• _Work required_: Each line of the material must appear again in the answer, exactly.

• _Entries provided_:
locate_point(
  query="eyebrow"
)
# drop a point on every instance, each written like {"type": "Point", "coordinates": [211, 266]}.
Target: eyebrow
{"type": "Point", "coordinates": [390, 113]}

• _Your solution_:
locate_point(
  query="eyebrow"
)
# drop a point on every instance, each written like {"type": "Point", "coordinates": [211, 266]}.
Target: eyebrow
{"type": "Point", "coordinates": [390, 113]}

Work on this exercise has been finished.